----- Provided data -----

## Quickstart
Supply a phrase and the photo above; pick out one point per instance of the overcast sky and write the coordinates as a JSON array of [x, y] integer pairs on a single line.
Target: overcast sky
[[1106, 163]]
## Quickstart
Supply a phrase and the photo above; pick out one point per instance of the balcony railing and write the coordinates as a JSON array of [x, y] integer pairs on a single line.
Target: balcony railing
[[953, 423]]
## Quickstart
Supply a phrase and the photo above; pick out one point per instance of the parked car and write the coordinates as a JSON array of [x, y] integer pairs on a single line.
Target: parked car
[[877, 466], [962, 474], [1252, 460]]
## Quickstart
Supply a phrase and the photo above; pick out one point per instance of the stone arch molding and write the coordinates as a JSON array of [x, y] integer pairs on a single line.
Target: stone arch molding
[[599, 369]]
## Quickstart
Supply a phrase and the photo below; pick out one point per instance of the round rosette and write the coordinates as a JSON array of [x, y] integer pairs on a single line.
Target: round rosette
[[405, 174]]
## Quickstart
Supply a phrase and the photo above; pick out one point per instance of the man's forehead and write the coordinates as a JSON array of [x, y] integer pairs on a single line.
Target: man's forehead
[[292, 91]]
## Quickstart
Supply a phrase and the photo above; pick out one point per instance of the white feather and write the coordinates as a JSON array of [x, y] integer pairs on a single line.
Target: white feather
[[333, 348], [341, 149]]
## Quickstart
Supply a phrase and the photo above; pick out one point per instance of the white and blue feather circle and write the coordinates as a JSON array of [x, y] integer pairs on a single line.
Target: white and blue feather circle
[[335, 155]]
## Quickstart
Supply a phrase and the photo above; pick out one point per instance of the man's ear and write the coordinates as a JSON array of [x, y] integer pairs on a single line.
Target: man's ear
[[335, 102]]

-----

■ Your assignment ■
Each line from the one containing "Target: white and blue feather circle" through the end of the material must be output exactly, and no other line.

■ Response box ■
Target: white and blue feather circle
[[335, 155]]
## Quickstart
Supply a phrase and the photo above; pick out one point per instance of the man's ear and write the coordinates as a JSON array of [x, y] integer pairs on a single line.
Target: man's ear
[[335, 102]]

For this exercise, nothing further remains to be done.